====== DATA RECORDS

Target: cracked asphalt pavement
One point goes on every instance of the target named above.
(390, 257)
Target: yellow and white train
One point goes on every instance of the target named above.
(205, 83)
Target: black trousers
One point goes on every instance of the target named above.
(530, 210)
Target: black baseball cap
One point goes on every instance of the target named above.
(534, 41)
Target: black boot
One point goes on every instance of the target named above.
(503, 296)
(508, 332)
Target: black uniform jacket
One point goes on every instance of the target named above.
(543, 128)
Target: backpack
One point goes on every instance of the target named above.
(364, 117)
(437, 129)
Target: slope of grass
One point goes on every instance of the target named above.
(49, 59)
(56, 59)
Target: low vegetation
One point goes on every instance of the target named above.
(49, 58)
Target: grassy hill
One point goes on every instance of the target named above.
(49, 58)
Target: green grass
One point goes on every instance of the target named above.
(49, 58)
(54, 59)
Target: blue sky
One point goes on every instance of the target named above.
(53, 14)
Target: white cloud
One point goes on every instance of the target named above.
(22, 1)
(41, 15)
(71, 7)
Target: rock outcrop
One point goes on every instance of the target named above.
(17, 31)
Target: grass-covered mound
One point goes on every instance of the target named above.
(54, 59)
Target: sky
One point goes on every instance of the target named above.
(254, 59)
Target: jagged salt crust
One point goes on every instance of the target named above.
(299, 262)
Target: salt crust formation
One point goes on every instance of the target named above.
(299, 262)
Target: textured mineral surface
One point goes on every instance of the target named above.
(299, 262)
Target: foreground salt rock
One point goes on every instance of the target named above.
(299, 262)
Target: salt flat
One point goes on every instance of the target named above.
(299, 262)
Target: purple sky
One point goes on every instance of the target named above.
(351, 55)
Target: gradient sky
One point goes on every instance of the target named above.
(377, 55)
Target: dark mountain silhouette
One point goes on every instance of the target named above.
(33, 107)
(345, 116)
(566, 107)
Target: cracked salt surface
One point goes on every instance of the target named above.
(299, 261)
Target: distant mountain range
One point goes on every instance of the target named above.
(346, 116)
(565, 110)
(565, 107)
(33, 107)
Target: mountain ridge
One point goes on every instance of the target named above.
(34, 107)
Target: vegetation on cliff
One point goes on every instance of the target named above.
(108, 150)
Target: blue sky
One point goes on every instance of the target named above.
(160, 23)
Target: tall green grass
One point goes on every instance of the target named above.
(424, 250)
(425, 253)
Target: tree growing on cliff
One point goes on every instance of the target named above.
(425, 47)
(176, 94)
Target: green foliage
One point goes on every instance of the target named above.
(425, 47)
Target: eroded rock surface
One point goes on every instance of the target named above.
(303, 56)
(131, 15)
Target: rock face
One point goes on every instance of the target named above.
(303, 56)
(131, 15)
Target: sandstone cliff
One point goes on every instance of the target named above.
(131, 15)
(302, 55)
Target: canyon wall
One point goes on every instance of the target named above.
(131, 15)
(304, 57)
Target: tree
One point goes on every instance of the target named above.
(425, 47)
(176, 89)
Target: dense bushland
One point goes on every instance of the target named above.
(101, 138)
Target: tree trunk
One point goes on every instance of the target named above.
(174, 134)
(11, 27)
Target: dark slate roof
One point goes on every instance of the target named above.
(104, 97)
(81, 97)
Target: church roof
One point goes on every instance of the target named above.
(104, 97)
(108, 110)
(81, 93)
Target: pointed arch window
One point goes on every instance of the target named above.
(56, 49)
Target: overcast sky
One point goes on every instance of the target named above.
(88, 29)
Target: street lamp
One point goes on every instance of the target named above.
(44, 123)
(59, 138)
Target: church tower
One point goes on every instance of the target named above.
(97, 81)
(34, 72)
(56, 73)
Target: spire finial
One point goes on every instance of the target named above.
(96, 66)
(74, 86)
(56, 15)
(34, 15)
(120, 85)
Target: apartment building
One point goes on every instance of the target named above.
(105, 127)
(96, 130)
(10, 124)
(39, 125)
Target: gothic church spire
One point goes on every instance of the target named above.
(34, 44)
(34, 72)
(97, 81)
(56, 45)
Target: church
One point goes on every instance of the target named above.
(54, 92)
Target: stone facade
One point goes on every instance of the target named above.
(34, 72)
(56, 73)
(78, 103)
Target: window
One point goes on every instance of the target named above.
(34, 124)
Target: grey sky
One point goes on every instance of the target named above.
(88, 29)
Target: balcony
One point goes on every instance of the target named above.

============

▸ WORK TO BE COMPLETED
When you reach the line in the material above that holds "Target: textured mineral surface", begin reproducing lines exactly, and stop after the line that holds "Target: tree trunk".

▸ SOLUTION FOR THIS EXERCISE
Target: textured mineral surface
One point goes on every instance of the target named above.
(299, 262)
Target: foreground salt rock
One point goes on every instance of the target named above.
(299, 262)
Target: salt flat
One point goes on every instance of the target named above.
(299, 262)
Target: purple sky
One point goes on every instance of the target named above.
(351, 55)
Target: gradient sky
One point goes on every instance of the target named above.
(377, 55)
Target: dark mountain silhouette
One point goes on every instance of the target named above.
(33, 107)
(345, 116)
(566, 107)
Target: cracked salt surface
One point goes on every instance of the target named above.
(299, 261)
Target: distant mountain range
One point goes on every instance of the target named above.
(346, 116)
(565, 110)
(565, 107)
(33, 107)
Target: mountain ridge
One point goes on every instance of the target named above.
(34, 107)
Target: vegetation on cliff
One point goes on every instance of the target named above.
(108, 150)
Target: blue sky
One point goes on every instance of the target named above.
(160, 23)
Target: tall green grass
One point goes on every instance of the target named above.
(424, 250)
(425, 253)
Target: tree growing on cliff
One point goes on every instance of the target named above.
(425, 47)
(176, 94)
Target: green foliage
One point goes on every instance of the target named above.
(425, 47)
Target: eroded rock surface
One point goes on every instance of the target named above.
(303, 56)
(131, 15)
Target: rock face
One point goes on every instance of the target named above.
(303, 56)
(131, 15)
Target: sandstone cliff
One point goes on every instance of the target named above.
(131, 15)
(302, 55)
Target: canyon wall
One point goes on every instance of the target named above.
(131, 15)
(304, 57)
Target: tree
One point goes on every instance of the target named above.
(425, 47)
(176, 89)
Target: dense bushland
One point goes on every instance of the target named above.
(101, 138)
Target: tree trunk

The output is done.